───── Text ─────

Naomi Klein’s The Shock Doctrine is sprawling. In it, Klein discusses everything from the history of U.S. involvement in Latin America to the Asian and Russian financial crises to the history of U.S. torture techniques to the wars in the Balkans and Iraq. Some of these topics fit with the theme of the book better than others, the theme being the U.S. proclivity for using disasters (ones it sometimes helps to create) as new market opportunities, turning the misery of others into a bonanza for the well-connected businessmen here in the States who have benefited from the privatization boom that began the 1980s when both U.S. and State governments began the mad dash away from responsibility and toward outsourcing.
Rumsfield was only running with the prevailing wind he took office determined to downsize the Pentagon. Klein says that Rumsfield came to D.C. with the intention of remaking the armed forces into “a small core of staffers propped up by cheaper temporary soldiers from the Reserve and National Guard. Meanwhile, contractors from companies such as Blackwater and Halliburton would perform duties ranging from high-risk chauffeuring to prisoner interrogation to catering to healthcare.”
Of course, says Klein, a downsized Pentagon does not have to mean that a country we’ve defeated is then plundered by private business: “The Bush administration could easily have stipulated that any company receiving U.S. tax dollars had to staff its projects with Iraqis. It could also have contracted for many jobs directly with Iraqi firms. Such simple, commonsense measures did not happen for years because they conflicted with the underlying strategy of turning Iraq into an emerging market economic bubble.”
As Klein builds her case against such “Disaster Capitalism,” she marches us through history and highlights numerous crises wherein U.S. maneuverings on behalf of the upper echelon of the American business elite has caused or worsened the situation on the ground for the people suffering through the catastrophe. Sometimes that calamity has taken the form of U.S.-backed coups, sometimes of U.S. led wars, and sometimes of natural disasters such as tsunamis or hurricanes (of the latter, no one has proved C.I.A. culpability… yet).
A large chunk of Klein’s book is spent comparing torture to free-market reforms– an intriguing analogy, though I’m not convinced it is worthy of the serious, long, and detailed attention Klein gives it. I believe she makes the mistake of taking the metaphor too far, thus undercutting the more serious contentions of her book.
Klein’s curiosity about torture, its methodologies and justifications (if there are any), must have then led her to trace the history of modern torture back to the 20th century mental health research that got the CIA’s attention in the years before it produced one of its enduring legacies, the Kubark torture manual. Klein has read all or parts of Kubark, a 129-page CIA manual on the interrogation of resistant sources, written in 1963. One of the main points the manual makes is that the interrogator must “destroy the capacity for resistance” of the prisoner.
I feel I can almost see her playing the game of free association that led her from her unhappiness with the Iraq War to U.S. torture techniques: Shock And Awe campaign to defeat Iraq–> the privatization of the post-war rebuilding and occupation –> overnight post-war economic reforms –> so-called “shock therapy” approach to stimulating a moribund economy via sudden and drastic reforms –> electroshock therapy for mental illness –> electrical shock used as a torture technique by American interrogators. Voila.

───── Provided information ─────

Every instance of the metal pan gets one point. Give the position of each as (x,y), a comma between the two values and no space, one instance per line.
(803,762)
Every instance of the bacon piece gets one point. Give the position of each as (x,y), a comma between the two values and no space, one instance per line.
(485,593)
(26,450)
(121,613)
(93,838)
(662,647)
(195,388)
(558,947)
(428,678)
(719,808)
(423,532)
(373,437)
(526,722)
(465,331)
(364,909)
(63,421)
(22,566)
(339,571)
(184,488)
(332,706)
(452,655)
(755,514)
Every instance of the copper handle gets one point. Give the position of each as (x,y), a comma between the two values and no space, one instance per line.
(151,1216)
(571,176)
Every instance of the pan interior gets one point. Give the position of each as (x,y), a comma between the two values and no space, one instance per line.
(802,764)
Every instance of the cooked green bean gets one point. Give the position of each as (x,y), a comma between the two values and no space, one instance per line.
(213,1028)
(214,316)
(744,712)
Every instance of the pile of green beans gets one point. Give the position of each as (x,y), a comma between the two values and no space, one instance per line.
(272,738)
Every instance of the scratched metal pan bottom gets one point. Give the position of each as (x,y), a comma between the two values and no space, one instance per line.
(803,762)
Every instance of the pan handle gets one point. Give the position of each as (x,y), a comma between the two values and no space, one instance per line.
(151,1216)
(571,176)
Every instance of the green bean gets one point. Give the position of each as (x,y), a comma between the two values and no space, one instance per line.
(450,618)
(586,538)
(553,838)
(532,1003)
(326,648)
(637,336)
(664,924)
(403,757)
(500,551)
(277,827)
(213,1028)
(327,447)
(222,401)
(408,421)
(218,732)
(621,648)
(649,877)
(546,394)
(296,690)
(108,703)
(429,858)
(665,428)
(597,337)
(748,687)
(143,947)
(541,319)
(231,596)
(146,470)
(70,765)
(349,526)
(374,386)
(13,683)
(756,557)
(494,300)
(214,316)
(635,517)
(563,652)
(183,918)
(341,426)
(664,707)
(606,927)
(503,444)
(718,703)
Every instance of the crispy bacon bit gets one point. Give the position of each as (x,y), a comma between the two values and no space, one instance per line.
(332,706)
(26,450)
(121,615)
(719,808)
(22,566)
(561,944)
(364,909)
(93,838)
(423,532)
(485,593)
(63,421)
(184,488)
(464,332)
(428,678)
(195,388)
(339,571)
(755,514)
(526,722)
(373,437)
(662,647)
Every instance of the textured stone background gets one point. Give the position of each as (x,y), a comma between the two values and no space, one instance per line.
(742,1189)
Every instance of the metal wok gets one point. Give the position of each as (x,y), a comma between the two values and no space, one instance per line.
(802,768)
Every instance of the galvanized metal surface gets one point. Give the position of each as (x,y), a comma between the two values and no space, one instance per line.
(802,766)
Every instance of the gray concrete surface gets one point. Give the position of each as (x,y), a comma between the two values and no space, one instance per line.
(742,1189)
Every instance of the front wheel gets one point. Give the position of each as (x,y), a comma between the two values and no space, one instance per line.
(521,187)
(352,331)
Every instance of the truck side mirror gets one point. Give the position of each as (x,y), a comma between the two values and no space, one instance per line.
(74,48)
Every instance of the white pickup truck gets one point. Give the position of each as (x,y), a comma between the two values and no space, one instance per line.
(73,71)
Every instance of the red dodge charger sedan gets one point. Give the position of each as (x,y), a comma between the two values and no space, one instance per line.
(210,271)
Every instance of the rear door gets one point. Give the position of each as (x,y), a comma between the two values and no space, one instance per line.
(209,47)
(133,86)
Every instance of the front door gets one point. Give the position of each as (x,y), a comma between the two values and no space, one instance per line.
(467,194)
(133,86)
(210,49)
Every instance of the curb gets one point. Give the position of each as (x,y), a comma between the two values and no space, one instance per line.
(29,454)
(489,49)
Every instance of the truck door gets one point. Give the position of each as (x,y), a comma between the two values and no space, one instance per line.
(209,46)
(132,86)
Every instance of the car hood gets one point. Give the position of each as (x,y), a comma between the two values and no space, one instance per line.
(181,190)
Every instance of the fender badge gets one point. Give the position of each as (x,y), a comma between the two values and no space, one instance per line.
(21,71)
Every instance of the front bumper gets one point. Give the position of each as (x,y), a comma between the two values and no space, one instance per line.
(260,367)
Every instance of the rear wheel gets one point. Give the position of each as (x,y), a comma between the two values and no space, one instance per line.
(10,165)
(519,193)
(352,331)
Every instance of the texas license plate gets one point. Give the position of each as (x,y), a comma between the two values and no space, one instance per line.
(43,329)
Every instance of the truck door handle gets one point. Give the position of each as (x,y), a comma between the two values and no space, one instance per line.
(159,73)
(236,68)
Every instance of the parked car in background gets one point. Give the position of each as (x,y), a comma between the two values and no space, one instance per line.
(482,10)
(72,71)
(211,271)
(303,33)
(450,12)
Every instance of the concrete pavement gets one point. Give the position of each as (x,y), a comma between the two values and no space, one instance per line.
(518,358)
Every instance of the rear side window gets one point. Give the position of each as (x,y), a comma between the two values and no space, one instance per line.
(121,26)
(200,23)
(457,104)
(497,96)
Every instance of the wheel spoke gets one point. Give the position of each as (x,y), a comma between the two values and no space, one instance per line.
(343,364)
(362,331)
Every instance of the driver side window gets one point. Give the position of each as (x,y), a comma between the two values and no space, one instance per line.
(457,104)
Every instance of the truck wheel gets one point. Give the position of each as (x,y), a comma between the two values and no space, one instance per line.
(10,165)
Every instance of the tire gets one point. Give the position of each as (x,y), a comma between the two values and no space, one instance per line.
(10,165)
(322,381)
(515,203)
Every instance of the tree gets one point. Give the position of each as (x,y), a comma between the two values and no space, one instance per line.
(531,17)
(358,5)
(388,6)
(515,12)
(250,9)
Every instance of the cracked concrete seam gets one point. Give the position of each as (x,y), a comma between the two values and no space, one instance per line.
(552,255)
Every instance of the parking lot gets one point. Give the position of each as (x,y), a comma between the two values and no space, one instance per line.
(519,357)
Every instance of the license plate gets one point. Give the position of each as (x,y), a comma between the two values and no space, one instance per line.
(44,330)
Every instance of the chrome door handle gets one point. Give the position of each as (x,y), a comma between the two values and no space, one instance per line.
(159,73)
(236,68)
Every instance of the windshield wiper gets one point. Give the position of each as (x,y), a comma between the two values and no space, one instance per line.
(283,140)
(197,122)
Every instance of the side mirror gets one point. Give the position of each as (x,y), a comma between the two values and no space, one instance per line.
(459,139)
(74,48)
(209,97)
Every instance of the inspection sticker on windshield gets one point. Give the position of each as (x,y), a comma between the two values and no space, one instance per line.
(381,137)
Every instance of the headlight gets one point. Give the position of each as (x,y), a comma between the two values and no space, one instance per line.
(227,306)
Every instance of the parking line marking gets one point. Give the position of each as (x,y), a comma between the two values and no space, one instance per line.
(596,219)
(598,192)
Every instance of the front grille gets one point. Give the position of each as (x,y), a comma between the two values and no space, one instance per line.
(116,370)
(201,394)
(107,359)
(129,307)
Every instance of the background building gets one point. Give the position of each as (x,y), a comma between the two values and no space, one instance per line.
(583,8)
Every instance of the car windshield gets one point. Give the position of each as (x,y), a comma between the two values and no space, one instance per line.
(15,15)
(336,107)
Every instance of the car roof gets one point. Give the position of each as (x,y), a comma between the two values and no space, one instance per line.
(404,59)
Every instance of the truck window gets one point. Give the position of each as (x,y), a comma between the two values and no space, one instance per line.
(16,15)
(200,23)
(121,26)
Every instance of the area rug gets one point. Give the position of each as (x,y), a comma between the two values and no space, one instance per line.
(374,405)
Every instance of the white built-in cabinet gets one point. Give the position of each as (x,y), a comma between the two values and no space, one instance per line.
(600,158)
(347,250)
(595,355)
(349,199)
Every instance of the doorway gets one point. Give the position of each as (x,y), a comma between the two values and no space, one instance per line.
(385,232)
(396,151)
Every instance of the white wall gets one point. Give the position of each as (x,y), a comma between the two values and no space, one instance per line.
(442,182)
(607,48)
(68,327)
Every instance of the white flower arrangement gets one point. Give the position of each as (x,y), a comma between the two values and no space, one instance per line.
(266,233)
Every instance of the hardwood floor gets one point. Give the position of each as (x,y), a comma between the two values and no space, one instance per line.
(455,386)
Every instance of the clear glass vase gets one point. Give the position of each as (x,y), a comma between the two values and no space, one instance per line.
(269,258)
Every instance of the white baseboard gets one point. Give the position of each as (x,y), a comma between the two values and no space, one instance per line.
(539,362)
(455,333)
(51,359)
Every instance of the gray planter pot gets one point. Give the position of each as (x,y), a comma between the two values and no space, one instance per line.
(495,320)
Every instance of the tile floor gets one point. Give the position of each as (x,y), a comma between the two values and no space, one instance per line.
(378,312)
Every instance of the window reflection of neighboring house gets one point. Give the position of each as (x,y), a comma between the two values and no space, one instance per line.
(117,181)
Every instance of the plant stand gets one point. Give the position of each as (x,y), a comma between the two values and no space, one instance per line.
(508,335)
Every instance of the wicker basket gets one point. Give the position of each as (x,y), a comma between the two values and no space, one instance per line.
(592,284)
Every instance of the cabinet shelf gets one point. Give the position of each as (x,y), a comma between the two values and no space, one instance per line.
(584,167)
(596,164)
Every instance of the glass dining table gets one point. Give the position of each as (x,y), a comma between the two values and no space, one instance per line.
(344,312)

─────

Instructions to follow: According to the review of The Shock Doctrine, in what year was the Kubark manual written?

Answer to this problem: 1963